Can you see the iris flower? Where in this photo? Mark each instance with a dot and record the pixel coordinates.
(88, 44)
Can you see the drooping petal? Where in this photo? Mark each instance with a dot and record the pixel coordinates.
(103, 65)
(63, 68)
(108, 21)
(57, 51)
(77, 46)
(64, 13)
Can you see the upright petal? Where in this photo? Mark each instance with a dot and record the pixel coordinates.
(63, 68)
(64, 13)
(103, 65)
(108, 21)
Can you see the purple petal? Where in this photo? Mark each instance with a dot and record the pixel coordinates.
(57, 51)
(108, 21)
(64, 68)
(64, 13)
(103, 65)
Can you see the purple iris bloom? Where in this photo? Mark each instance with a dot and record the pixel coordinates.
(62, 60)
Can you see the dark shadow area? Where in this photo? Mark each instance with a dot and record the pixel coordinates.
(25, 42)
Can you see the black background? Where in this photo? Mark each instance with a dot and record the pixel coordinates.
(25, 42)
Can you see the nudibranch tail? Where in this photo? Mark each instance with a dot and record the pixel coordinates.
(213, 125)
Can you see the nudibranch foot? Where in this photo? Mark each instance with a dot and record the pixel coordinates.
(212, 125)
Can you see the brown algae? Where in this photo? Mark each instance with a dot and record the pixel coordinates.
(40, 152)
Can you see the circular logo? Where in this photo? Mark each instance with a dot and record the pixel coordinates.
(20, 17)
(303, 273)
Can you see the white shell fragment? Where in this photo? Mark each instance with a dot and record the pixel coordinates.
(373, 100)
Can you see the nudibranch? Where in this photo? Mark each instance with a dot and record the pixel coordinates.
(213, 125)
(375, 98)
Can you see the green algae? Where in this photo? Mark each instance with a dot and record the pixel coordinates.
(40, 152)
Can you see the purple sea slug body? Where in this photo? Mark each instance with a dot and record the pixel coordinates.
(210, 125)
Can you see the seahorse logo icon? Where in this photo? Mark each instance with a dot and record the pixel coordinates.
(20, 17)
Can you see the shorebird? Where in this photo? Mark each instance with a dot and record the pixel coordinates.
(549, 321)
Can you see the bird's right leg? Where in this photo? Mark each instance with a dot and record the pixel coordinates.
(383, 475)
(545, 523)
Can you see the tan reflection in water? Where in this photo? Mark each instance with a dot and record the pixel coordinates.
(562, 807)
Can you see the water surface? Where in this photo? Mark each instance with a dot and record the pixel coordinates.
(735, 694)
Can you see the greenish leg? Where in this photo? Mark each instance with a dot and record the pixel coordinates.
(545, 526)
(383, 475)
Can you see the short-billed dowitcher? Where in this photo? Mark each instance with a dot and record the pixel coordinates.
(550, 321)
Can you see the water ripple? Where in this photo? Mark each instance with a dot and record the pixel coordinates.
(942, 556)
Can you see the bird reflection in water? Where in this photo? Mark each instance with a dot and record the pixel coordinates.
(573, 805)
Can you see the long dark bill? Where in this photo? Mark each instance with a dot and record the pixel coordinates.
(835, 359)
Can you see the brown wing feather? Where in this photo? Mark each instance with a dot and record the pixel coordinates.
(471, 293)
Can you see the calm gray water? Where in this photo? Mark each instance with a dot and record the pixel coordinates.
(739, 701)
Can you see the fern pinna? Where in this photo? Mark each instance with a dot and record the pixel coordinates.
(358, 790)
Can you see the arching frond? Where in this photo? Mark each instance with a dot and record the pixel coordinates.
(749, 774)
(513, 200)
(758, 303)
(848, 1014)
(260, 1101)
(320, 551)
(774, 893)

[PROBLEM REQUIREMENTS] Rewrite the portion of the records that begins with the line containing "Can you see the arching" and runs to the end of the records as a JSON list of strings, one string per line, omitting blank lines.

[EXERCISE ANSWER]
[
  "Can you see the arching frond? Where in this photo? Mark each instance with a dot and record the pixel coordinates.",
  "(749, 774)",
  "(513, 200)",
  "(758, 303)",
  "(848, 1014)",
  "(260, 1101)",
  "(320, 551)",
  "(774, 893)"
]